EXERCISE DIRECTIONS — Show each line from the records below in which the word "instance" occurs.

[Collected data entries]
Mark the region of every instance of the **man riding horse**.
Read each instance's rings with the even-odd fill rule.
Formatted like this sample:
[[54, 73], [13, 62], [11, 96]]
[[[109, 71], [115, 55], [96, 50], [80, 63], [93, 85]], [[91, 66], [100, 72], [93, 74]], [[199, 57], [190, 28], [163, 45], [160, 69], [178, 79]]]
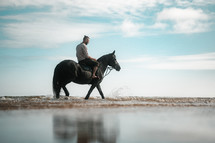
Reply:
[[[102, 99], [105, 98], [100, 86], [100, 83], [105, 77], [105, 71], [108, 71], [108, 69], [120, 71], [121, 67], [116, 60], [115, 51], [103, 55], [97, 60], [90, 57], [86, 46], [88, 43], [89, 37], [84, 36], [83, 42], [77, 46], [76, 55], [78, 63], [73, 60], [63, 60], [55, 67], [52, 86], [56, 98], [60, 97], [61, 89], [64, 90], [66, 96], [69, 96], [69, 91], [67, 90], [66, 85], [70, 82], [77, 84], [91, 84], [85, 99], [90, 97], [90, 94], [95, 87], [98, 89]], [[84, 68], [86, 66], [91, 67], [93, 73], [91, 73], [90, 70], [85, 70]]]
[[99, 63], [96, 59], [92, 58], [88, 54], [87, 44], [90, 42], [88, 36], [84, 36], [83, 42], [76, 47], [76, 56], [80, 65], [86, 65], [93, 69], [92, 78], [98, 78], [95, 74], [98, 69]]

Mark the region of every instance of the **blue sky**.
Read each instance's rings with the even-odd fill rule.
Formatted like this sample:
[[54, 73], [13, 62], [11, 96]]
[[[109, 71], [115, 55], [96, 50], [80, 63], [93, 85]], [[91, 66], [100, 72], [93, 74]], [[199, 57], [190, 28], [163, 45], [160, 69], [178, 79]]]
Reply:
[[116, 50], [106, 96], [215, 96], [214, 0], [1, 0], [0, 96], [51, 95], [55, 65], [76, 60], [83, 35], [92, 57]]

WRITTEN SOLUTION —
Mark the region of every instance of the **man riding horse**.
Read each instance's rings with the even-odd fill rule.
Mark the region of every instance of the **blue sky**.
Read each instance's rings with the even-odd fill rule.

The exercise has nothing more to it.